-- START --

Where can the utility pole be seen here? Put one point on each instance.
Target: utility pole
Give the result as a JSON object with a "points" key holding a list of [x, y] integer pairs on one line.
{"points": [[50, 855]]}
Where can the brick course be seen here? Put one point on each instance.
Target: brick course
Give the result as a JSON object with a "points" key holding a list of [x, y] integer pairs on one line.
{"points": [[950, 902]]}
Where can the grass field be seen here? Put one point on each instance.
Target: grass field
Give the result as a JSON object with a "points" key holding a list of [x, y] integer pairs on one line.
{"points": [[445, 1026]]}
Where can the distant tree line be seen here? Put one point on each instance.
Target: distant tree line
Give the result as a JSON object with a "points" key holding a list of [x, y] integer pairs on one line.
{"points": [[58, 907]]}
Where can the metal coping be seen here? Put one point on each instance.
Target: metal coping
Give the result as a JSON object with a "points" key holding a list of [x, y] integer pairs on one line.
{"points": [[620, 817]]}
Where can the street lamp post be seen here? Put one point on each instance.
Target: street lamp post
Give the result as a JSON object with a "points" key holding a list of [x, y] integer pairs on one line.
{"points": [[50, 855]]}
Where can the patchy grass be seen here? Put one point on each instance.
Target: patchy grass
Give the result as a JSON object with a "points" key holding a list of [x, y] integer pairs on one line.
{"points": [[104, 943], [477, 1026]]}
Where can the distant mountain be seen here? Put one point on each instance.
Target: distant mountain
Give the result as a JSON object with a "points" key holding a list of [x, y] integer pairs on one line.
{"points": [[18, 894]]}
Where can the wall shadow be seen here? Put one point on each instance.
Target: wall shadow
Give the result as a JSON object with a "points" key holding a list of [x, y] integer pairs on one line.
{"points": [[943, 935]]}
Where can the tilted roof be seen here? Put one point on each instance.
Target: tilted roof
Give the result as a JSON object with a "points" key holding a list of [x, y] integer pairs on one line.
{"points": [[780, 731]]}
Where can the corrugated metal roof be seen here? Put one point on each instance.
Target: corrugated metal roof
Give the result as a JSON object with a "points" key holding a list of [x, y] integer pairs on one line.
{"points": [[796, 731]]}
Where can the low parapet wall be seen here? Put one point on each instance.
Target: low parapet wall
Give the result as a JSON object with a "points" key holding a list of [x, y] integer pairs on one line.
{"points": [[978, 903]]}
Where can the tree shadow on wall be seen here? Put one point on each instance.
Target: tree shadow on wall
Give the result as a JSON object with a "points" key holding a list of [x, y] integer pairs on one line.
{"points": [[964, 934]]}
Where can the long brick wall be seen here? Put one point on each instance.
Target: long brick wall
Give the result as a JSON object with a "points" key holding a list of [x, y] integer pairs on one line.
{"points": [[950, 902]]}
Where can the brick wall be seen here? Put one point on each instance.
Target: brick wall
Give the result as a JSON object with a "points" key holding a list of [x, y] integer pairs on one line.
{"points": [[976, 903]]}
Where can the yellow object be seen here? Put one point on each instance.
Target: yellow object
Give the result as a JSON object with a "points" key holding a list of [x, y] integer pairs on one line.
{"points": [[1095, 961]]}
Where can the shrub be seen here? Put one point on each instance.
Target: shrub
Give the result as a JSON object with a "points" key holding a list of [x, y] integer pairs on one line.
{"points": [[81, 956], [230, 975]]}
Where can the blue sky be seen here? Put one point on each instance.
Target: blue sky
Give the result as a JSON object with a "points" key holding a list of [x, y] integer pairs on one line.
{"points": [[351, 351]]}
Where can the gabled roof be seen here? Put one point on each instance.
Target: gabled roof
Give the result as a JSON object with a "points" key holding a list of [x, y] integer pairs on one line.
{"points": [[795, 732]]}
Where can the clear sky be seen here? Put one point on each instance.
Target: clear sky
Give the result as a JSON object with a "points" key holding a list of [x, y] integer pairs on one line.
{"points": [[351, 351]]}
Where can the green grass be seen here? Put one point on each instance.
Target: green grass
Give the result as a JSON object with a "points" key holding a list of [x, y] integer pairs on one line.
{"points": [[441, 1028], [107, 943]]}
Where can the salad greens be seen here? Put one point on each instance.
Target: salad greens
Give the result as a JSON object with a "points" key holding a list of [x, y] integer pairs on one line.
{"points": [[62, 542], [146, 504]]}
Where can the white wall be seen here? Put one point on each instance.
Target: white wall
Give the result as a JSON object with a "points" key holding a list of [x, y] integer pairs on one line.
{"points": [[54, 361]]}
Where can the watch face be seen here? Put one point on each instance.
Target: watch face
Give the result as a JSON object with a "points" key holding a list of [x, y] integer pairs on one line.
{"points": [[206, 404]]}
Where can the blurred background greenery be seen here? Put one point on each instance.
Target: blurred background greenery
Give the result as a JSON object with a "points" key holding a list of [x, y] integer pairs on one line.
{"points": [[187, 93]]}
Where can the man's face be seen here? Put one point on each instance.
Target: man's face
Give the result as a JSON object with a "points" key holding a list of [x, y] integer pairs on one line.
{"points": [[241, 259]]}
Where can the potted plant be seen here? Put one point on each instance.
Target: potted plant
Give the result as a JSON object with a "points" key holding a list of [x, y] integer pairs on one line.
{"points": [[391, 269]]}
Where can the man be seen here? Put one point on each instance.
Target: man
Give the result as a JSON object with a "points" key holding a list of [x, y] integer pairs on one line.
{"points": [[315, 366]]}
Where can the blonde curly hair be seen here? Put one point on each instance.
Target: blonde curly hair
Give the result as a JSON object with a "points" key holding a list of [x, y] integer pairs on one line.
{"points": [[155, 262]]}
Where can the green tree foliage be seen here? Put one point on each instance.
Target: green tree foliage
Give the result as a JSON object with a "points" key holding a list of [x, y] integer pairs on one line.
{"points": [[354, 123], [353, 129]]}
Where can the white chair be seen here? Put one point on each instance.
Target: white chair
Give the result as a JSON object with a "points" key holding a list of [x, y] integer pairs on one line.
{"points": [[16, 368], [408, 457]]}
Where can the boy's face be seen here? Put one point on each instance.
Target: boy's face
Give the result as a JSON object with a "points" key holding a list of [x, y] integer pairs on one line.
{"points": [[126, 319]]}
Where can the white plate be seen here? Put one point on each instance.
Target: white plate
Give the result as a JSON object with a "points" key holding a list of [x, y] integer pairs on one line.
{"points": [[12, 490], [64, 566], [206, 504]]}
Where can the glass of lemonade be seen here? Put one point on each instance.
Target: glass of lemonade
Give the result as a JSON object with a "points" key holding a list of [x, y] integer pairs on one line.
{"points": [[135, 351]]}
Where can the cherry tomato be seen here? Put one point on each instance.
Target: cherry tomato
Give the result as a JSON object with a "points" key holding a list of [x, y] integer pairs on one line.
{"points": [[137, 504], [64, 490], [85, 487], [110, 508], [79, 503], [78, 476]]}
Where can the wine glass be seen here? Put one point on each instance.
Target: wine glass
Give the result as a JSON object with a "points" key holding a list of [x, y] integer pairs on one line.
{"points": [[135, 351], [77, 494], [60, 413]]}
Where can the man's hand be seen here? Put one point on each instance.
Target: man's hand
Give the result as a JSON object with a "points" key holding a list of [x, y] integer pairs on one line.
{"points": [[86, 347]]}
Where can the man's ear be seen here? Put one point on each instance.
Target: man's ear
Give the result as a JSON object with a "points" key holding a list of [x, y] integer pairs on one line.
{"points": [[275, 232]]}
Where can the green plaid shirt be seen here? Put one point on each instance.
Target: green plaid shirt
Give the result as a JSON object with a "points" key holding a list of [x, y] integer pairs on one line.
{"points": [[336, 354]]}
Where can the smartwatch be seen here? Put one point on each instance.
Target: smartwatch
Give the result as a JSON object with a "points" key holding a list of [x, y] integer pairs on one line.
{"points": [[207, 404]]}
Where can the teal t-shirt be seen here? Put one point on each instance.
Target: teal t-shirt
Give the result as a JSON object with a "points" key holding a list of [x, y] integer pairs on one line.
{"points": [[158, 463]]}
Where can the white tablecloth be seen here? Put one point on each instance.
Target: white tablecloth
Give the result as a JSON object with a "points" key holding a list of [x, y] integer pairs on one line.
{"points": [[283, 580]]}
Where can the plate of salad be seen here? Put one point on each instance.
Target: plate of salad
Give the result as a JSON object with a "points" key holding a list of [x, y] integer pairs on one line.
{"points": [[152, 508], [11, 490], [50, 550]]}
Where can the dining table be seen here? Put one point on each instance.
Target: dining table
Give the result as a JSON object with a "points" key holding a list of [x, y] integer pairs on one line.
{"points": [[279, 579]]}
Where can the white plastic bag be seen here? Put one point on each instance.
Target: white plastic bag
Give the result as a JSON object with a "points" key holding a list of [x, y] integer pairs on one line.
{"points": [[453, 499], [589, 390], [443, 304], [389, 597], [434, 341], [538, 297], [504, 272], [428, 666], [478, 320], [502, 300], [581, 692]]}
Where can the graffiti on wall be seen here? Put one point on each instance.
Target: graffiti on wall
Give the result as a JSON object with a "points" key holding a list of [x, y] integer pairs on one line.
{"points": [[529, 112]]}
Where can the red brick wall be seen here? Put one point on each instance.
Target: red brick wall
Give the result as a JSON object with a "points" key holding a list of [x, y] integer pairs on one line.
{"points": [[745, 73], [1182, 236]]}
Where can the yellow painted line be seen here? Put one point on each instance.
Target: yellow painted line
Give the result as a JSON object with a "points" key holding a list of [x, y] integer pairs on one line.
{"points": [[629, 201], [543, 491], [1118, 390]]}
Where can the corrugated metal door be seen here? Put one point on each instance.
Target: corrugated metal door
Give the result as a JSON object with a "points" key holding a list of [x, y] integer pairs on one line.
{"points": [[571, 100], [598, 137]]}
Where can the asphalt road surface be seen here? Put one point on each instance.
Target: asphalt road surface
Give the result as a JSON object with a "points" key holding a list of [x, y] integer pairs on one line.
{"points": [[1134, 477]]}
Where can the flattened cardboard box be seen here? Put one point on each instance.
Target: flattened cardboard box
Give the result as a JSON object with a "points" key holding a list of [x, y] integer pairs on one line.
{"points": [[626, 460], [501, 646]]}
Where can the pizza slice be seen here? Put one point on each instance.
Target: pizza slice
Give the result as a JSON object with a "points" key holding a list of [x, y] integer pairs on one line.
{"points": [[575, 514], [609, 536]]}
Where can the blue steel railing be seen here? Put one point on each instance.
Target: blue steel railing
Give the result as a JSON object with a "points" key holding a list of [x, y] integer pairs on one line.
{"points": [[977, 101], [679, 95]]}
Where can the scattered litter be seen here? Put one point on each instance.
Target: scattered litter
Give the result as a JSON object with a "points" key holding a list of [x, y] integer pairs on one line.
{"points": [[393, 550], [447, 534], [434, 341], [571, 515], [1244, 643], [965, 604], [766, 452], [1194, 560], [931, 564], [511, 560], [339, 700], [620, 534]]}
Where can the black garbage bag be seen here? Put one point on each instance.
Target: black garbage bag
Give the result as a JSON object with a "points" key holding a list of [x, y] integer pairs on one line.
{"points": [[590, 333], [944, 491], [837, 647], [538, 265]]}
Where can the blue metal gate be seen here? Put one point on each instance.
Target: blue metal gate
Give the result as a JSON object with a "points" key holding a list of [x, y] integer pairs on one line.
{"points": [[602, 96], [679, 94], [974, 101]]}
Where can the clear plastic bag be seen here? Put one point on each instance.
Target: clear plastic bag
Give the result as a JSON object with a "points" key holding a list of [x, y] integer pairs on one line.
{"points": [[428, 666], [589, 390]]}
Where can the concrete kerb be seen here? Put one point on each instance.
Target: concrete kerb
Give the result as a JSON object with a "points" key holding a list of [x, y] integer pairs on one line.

-- END --

◆ **Given exercise**: Return the lines above, from the one containing "Where can the black" to the end, exactly as they stand.

◆ **Result of this exercise**:
Where can the black garbage bag be seen here? Put one point on each instance.
Target: black garbage bag
Give the result as a JSON object with a "points" key holding a list of [x, y] integer pairs on one line.
{"points": [[590, 333], [944, 491], [837, 647], [538, 265]]}
Where can the blue metal gate be seen here? Put one point on each instance.
Target: blue metal gate
Give the result as a JSON object with a "points" key holding a list of [x, y] integer pairs on one line.
{"points": [[602, 96], [679, 94], [974, 101]]}
Where can the clear plastic bag be seen here? Put one point on each instance.
Target: clear plastic bag
Give the result as a JSON object with a "points" key holding a list of [x, y] integer pairs on one line.
{"points": [[428, 666], [589, 390]]}
Where can the concrete kerb be seen here? Put one point on each instance.
Target: concrete kerb
Give the result as a JSON object with a "points" key holding a list of [x, y] integer pairs on one line.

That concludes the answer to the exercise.